Answer these questions from the Sophrology text below:
1. In which two countries has Sophrology been commonplace for many years?
2. How many steps are in the method Antiglio uses in her sessions?
3. What is the first step in using Sophrology for your own gain?

§ Page excerpt:
* * * * * * *

You can train yourself to cope more efficiently when feeling anxious or worn out (Getty Images)

“You can think of Sophrology as an evolution of meditation where you learn to tap into your resilience and strength to deal with life’s challenges and create more balance and happiness,” explained Antiglio.

“It is more dynamic and uses a number of techniques including breathing, relaxation, body awareness and visualisation to help you connect with your resilience and improve your mental and physical health.”

What are the benefits?

While people in the UK may not be very familiar with the ideology behind Sophrology, it has already benefited a great deal of people since its conception.

“Sophrology has been commonplace in Switzerland and France for many years,” said Antiglio.

“In Switzerland, Sophrology is offered to senior students to help them prepare for exams, alleviate stress and boost confidence.”

In the past, the French rugby team and the Swiss ski team have used the discipline to help them focus and improve their sporting performance.

By using a 12-step method in her Sophrology sessions, Antiglio has provided lots of people with the ability to boost their productivity and sense of fulfilment in life.

“Clients usually leave feeling confident, and with a smile on their faces, in a happy, relaxed state after having had this opportunity to bring perspective to their life through the practice,” Antiglio said.

“It helps them become more mindful of their needs, limits, strengths and capabilities so they can create more happiness in their lives, when they have to contend with issues such as stress, anxiety and workplace burn-out.”

Sports teams such as the French rugby team have utilised Sophrology to improve their focus and their performance

You can use Sophrology to your personal gain, whether you simply need to top up your energy levels or are feeling strained as you go about everyday life.

Figuring out what specific issue you would like to address is the first step.

From there, visiting a Sophrologist to find out more about how it works will enable you to incorporate small practices in your life that will improve your life in the long run.

* * * * * * *

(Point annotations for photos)
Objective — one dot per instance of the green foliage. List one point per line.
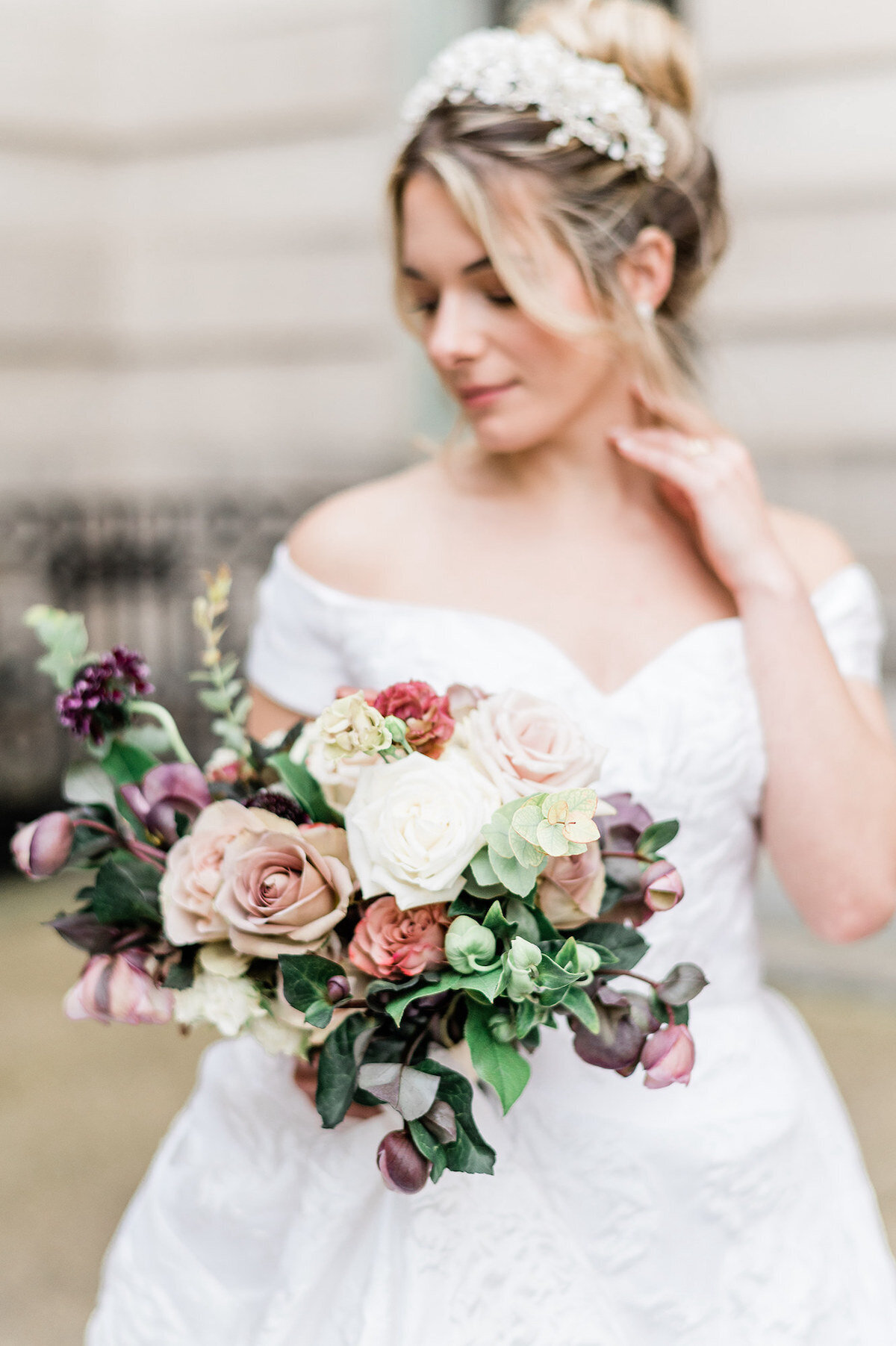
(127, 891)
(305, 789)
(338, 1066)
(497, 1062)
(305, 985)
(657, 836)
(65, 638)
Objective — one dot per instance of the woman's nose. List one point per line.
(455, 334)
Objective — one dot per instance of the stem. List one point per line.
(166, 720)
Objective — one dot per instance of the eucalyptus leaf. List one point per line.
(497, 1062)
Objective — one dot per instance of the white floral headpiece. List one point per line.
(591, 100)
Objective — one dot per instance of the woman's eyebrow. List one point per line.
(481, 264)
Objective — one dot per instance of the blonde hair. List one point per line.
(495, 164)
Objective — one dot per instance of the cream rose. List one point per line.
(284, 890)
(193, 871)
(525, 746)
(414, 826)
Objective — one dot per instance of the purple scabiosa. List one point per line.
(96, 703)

* * * * * * *

§ Right answer:
1. Switzerland and France
2. 12
3. Figuring out what specific issue you would like to address